::: Records supplied :::

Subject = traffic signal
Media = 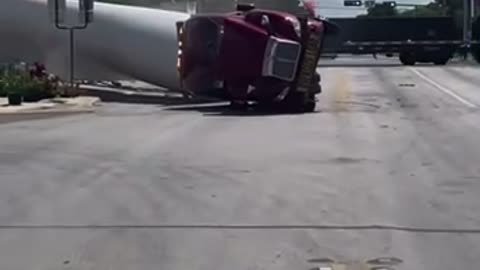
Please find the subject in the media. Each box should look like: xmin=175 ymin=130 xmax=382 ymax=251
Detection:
xmin=343 ymin=0 xmax=362 ymax=7
xmin=383 ymin=1 xmax=397 ymax=7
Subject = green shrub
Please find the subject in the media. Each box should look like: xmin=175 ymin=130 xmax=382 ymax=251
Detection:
xmin=0 ymin=73 xmax=53 ymax=102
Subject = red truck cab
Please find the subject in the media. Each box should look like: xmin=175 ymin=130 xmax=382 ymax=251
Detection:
xmin=177 ymin=2 xmax=325 ymax=112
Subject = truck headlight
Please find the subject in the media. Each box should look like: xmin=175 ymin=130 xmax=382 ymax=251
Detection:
xmin=286 ymin=17 xmax=302 ymax=38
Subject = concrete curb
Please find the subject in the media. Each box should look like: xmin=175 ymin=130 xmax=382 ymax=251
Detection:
xmin=0 ymin=97 xmax=100 ymax=116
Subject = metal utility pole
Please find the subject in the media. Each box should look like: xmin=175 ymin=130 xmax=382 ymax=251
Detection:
xmin=48 ymin=0 xmax=94 ymax=93
xmin=463 ymin=0 xmax=472 ymax=42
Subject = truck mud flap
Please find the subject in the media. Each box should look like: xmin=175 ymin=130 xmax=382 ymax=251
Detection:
xmin=296 ymin=18 xmax=323 ymax=93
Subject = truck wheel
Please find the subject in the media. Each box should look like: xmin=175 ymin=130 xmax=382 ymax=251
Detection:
xmin=282 ymin=92 xmax=316 ymax=113
xmin=399 ymin=53 xmax=416 ymax=66
xmin=230 ymin=100 xmax=248 ymax=112
xmin=433 ymin=59 xmax=449 ymax=66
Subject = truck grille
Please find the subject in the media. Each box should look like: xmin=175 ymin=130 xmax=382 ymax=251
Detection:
xmin=262 ymin=37 xmax=301 ymax=81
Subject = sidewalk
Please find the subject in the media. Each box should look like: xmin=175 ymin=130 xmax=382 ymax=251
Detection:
xmin=0 ymin=97 xmax=100 ymax=115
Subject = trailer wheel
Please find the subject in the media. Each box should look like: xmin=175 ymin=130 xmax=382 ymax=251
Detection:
xmin=433 ymin=59 xmax=448 ymax=66
xmin=282 ymin=92 xmax=317 ymax=113
xmin=399 ymin=53 xmax=416 ymax=66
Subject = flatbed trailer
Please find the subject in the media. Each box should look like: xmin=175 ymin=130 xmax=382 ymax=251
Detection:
xmin=323 ymin=17 xmax=478 ymax=65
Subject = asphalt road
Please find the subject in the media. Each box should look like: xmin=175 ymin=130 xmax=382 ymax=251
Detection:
xmin=0 ymin=56 xmax=480 ymax=270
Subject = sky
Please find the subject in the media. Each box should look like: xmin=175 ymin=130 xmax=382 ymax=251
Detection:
xmin=316 ymin=0 xmax=431 ymax=17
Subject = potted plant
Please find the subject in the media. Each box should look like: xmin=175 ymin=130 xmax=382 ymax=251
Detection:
xmin=7 ymin=90 xmax=23 ymax=106
xmin=3 ymin=75 xmax=24 ymax=106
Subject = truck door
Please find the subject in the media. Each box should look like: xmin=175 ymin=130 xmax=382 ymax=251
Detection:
xmin=178 ymin=17 xmax=220 ymax=94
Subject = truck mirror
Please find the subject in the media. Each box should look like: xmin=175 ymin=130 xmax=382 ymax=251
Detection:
xmin=365 ymin=0 xmax=375 ymax=8
xmin=237 ymin=3 xmax=255 ymax=12
xmin=78 ymin=0 xmax=94 ymax=24
xmin=383 ymin=1 xmax=397 ymax=7
xmin=343 ymin=0 xmax=362 ymax=7
xmin=48 ymin=0 xmax=67 ymax=24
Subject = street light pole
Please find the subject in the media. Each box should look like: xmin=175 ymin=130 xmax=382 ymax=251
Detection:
xmin=48 ymin=0 xmax=94 ymax=93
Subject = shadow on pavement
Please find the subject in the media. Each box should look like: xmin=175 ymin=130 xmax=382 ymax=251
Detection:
xmin=82 ymin=89 xmax=218 ymax=106
xmin=165 ymin=102 xmax=316 ymax=117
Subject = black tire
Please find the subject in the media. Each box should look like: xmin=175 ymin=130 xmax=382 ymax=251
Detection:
xmin=433 ymin=59 xmax=449 ymax=66
xmin=230 ymin=101 xmax=248 ymax=112
xmin=399 ymin=53 xmax=416 ymax=66
xmin=282 ymin=92 xmax=316 ymax=113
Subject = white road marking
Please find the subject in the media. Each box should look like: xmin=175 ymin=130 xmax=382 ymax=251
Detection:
xmin=410 ymin=68 xmax=477 ymax=108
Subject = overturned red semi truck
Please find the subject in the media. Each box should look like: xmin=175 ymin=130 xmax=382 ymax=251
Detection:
xmin=177 ymin=4 xmax=335 ymax=112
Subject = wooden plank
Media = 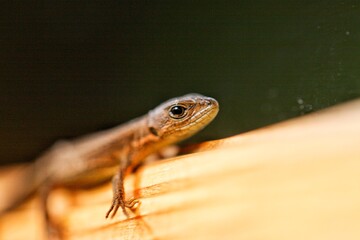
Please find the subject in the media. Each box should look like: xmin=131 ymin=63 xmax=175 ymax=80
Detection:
xmin=0 ymin=98 xmax=360 ymax=240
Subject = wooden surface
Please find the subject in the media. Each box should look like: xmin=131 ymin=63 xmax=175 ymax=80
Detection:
xmin=0 ymin=98 xmax=360 ymax=240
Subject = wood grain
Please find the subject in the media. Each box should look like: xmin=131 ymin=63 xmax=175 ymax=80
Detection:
xmin=0 ymin=98 xmax=360 ymax=240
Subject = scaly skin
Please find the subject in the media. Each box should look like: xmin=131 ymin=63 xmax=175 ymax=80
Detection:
xmin=0 ymin=94 xmax=219 ymax=236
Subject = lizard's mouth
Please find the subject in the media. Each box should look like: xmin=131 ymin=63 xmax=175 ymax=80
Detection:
xmin=179 ymin=97 xmax=219 ymax=134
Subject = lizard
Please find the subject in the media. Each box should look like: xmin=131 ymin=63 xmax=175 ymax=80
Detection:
xmin=0 ymin=94 xmax=219 ymax=236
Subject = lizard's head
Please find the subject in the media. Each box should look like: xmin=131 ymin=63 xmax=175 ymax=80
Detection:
xmin=148 ymin=94 xmax=219 ymax=143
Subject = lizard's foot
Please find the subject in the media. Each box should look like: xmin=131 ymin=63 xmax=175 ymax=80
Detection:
xmin=105 ymin=197 xmax=140 ymax=218
xmin=125 ymin=197 xmax=140 ymax=210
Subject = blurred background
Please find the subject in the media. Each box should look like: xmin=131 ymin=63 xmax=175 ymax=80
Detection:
xmin=0 ymin=0 xmax=360 ymax=164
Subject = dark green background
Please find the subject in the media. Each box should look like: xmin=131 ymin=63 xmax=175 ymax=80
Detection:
xmin=0 ymin=0 xmax=360 ymax=163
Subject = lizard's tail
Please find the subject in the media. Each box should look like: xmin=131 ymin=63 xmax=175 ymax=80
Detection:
xmin=0 ymin=164 xmax=38 ymax=215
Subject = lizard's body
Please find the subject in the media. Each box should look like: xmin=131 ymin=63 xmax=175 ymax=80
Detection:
xmin=0 ymin=94 xmax=218 ymax=236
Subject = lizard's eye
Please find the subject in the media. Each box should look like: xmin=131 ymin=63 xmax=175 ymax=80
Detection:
xmin=169 ymin=105 xmax=186 ymax=119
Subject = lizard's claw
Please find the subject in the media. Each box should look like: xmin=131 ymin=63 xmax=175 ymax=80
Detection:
xmin=105 ymin=197 xmax=139 ymax=218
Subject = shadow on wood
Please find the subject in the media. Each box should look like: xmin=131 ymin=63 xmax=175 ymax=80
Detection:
xmin=0 ymin=98 xmax=360 ymax=240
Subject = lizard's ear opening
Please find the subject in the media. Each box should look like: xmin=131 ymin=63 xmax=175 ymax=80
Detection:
xmin=149 ymin=127 xmax=159 ymax=137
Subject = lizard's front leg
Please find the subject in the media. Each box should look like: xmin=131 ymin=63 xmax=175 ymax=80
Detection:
xmin=106 ymin=157 xmax=138 ymax=218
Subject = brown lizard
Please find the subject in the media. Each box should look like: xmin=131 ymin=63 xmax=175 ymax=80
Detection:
xmin=0 ymin=94 xmax=219 ymax=236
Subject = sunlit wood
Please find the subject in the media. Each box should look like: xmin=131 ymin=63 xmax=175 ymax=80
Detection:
xmin=0 ymin=98 xmax=360 ymax=240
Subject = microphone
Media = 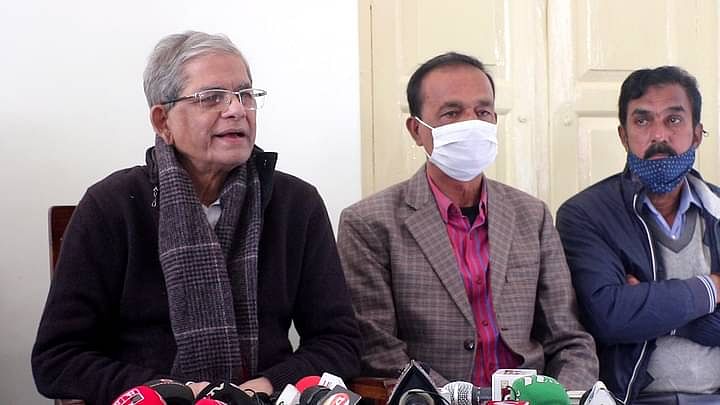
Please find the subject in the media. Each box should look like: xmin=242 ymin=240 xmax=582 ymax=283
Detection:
xmin=299 ymin=385 xmax=330 ymax=405
xmin=194 ymin=398 xmax=228 ymax=405
xmin=112 ymin=385 xmax=167 ymax=405
xmin=143 ymin=378 xmax=195 ymax=405
xmin=510 ymin=375 xmax=570 ymax=405
xmin=275 ymin=384 xmax=300 ymax=405
xmin=319 ymin=372 xmax=347 ymax=389
xmin=197 ymin=382 xmax=262 ymax=405
xmin=388 ymin=360 xmax=442 ymax=405
xmin=440 ymin=381 xmax=492 ymax=405
xmin=295 ymin=375 xmax=321 ymax=393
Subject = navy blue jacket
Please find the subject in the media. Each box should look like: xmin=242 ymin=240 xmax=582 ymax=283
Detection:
xmin=557 ymin=170 xmax=720 ymax=403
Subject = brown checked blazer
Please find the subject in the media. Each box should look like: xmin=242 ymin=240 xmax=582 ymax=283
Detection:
xmin=338 ymin=166 xmax=598 ymax=389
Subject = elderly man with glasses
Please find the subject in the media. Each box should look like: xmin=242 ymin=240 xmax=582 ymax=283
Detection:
xmin=32 ymin=32 xmax=359 ymax=405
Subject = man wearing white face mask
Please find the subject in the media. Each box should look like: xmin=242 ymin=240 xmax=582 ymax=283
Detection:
xmin=338 ymin=53 xmax=597 ymax=389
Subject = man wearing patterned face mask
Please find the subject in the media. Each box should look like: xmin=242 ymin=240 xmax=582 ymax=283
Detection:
xmin=558 ymin=66 xmax=720 ymax=405
xmin=338 ymin=53 xmax=597 ymax=389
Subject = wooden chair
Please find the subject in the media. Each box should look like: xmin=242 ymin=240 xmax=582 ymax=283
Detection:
xmin=48 ymin=205 xmax=85 ymax=405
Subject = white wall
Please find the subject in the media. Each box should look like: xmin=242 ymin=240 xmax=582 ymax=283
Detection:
xmin=0 ymin=0 xmax=360 ymax=404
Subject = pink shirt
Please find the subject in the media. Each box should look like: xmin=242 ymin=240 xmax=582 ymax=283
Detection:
xmin=427 ymin=175 xmax=522 ymax=387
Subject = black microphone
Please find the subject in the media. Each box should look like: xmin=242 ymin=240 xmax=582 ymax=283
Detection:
xmin=112 ymin=385 xmax=166 ymax=405
xmin=197 ymin=382 xmax=258 ymax=405
xmin=143 ymin=378 xmax=195 ymax=405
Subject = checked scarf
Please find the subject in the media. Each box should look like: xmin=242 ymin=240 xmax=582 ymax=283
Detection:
xmin=155 ymin=137 xmax=262 ymax=382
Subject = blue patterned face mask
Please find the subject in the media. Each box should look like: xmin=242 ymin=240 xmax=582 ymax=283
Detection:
xmin=627 ymin=146 xmax=695 ymax=194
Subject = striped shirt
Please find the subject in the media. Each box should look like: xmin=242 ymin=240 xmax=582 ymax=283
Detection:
xmin=427 ymin=175 xmax=522 ymax=387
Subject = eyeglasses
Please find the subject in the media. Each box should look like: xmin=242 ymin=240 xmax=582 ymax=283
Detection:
xmin=160 ymin=89 xmax=267 ymax=112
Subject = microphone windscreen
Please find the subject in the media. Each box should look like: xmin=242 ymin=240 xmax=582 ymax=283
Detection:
xmin=275 ymin=384 xmax=300 ymax=405
xmin=145 ymin=378 xmax=195 ymax=405
xmin=197 ymin=382 xmax=257 ymax=405
xmin=511 ymin=375 xmax=570 ymax=405
xmin=295 ymin=375 xmax=320 ymax=393
xmin=112 ymin=385 xmax=167 ymax=405
xmin=194 ymin=398 xmax=228 ymax=405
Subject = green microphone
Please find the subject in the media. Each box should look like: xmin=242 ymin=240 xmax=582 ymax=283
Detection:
xmin=510 ymin=375 xmax=570 ymax=405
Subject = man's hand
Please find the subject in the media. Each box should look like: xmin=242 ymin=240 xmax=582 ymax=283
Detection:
xmin=240 ymin=377 xmax=273 ymax=395
xmin=625 ymin=274 xmax=640 ymax=285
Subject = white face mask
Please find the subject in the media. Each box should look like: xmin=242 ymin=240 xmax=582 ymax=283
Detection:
xmin=414 ymin=117 xmax=497 ymax=181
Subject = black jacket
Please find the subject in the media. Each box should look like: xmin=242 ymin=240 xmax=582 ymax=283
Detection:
xmin=32 ymin=149 xmax=360 ymax=405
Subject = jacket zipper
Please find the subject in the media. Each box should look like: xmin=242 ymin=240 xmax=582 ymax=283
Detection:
xmin=623 ymin=194 xmax=657 ymax=404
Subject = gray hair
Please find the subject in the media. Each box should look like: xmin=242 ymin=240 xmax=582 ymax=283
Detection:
xmin=143 ymin=31 xmax=252 ymax=107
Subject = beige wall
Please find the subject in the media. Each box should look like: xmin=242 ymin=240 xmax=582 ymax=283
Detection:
xmin=359 ymin=0 xmax=720 ymax=211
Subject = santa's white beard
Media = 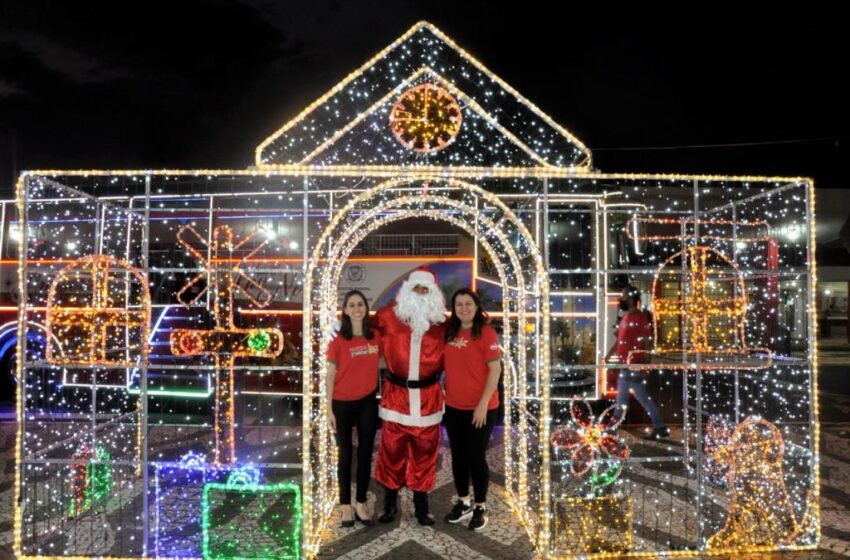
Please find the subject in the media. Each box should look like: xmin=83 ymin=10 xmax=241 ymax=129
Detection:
xmin=395 ymin=281 xmax=446 ymax=334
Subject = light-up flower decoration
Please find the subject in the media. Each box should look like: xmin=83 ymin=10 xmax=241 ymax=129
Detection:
xmin=552 ymin=399 xmax=630 ymax=490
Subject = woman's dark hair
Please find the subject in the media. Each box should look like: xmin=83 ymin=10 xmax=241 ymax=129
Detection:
xmin=446 ymin=288 xmax=488 ymax=342
xmin=339 ymin=290 xmax=374 ymax=340
xmin=623 ymin=284 xmax=640 ymax=306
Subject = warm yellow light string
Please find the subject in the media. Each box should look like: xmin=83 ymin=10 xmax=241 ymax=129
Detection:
xmin=304 ymin=177 xmax=548 ymax=550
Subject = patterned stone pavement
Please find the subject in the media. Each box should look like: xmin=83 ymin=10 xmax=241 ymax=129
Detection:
xmin=0 ymin=414 xmax=850 ymax=560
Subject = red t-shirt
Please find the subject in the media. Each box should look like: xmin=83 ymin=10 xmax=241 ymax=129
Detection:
xmin=327 ymin=331 xmax=381 ymax=401
xmin=443 ymin=325 xmax=502 ymax=410
xmin=617 ymin=310 xmax=652 ymax=364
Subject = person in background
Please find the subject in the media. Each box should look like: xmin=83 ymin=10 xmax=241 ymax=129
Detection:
xmin=605 ymin=286 xmax=670 ymax=440
xmin=443 ymin=288 xmax=502 ymax=531
xmin=327 ymin=290 xmax=381 ymax=527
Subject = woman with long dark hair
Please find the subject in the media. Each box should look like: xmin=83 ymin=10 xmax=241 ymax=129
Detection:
xmin=327 ymin=290 xmax=381 ymax=527
xmin=443 ymin=288 xmax=502 ymax=531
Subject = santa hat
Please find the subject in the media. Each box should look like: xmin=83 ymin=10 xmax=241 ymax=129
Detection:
xmin=407 ymin=266 xmax=437 ymax=288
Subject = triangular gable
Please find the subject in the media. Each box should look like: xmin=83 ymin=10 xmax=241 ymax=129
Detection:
xmin=297 ymin=68 xmax=549 ymax=167
xmin=256 ymin=22 xmax=590 ymax=168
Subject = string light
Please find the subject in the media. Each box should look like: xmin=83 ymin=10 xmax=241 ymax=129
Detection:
xmin=171 ymin=225 xmax=283 ymax=463
xmin=201 ymin=470 xmax=301 ymax=560
xmin=708 ymin=416 xmax=816 ymax=549
xmin=14 ymin=22 xmax=819 ymax=558
xmin=68 ymin=444 xmax=112 ymax=517
xmin=47 ymin=255 xmax=151 ymax=367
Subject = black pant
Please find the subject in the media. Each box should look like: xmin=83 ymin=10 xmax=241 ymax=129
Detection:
xmin=443 ymin=406 xmax=498 ymax=503
xmin=331 ymin=393 xmax=378 ymax=504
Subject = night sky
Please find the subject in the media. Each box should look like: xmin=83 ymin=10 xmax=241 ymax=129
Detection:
xmin=0 ymin=0 xmax=850 ymax=197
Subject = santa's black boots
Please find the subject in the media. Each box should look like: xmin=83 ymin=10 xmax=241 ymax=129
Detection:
xmin=378 ymin=488 xmax=398 ymax=523
xmin=413 ymin=492 xmax=434 ymax=525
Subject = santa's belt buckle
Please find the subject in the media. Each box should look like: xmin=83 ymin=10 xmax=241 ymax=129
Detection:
xmin=386 ymin=371 xmax=440 ymax=389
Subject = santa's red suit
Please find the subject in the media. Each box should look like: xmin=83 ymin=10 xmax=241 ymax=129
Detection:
xmin=375 ymin=303 xmax=445 ymax=492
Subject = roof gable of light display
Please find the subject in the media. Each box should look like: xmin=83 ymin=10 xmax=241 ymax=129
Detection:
xmin=256 ymin=22 xmax=591 ymax=169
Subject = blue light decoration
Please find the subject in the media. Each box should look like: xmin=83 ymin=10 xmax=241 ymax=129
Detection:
xmin=152 ymin=451 xmax=235 ymax=558
xmin=202 ymin=465 xmax=301 ymax=560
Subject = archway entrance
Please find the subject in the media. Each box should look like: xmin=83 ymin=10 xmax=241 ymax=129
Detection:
xmin=302 ymin=178 xmax=549 ymax=558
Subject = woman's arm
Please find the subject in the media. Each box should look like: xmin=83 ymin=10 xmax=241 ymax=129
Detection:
xmin=325 ymin=360 xmax=336 ymax=433
xmin=472 ymin=359 xmax=502 ymax=428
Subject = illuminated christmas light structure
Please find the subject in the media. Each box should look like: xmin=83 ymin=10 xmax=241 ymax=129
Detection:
xmin=68 ymin=445 xmax=112 ymax=517
xmin=47 ymin=255 xmax=151 ymax=367
xmin=11 ymin=22 xmax=819 ymax=558
xmin=171 ymin=225 xmax=283 ymax=463
xmin=708 ymin=416 xmax=814 ymax=549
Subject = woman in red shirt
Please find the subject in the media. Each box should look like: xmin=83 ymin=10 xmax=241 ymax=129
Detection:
xmin=327 ymin=290 xmax=381 ymax=527
xmin=443 ymin=288 xmax=502 ymax=531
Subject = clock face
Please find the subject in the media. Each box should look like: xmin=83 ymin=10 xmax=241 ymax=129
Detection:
xmin=390 ymin=83 xmax=462 ymax=153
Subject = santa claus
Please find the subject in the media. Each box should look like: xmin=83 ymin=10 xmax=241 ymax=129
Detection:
xmin=375 ymin=268 xmax=446 ymax=525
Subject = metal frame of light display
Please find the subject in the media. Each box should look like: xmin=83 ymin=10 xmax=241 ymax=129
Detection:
xmin=14 ymin=18 xmax=819 ymax=558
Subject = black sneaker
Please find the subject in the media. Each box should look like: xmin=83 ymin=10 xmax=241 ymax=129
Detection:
xmin=446 ymin=500 xmax=472 ymax=523
xmin=469 ymin=506 xmax=487 ymax=531
xmin=643 ymin=426 xmax=670 ymax=440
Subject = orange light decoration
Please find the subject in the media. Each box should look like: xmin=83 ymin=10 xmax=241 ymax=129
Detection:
xmin=708 ymin=416 xmax=815 ymax=549
xmin=171 ymin=225 xmax=283 ymax=463
xmin=624 ymin=245 xmax=773 ymax=370
xmin=626 ymin=216 xmax=772 ymax=243
xmin=390 ymin=83 xmax=463 ymax=153
xmin=46 ymin=255 xmax=151 ymax=367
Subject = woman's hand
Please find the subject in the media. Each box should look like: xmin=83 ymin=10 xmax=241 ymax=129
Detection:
xmin=472 ymin=402 xmax=487 ymax=428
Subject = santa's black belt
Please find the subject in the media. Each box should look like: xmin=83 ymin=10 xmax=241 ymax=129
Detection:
xmin=384 ymin=370 xmax=440 ymax=389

:::

• _Task_
Reproduce everything from the line containing "Subject = red truck cab" down to the line containing "xmin=177 ymin=2 xmax=325 ymax=112", substituting "Output" for "Detection" and leaving all else unchanged.

• _Completed task_
Subject = red truck cab
Please find the subject in the media. Each box should look like: xmin=175 ymin=130 xmax=382 ymax=251
Output:
xmin=177 ymin=2 xmax=325 ymax=112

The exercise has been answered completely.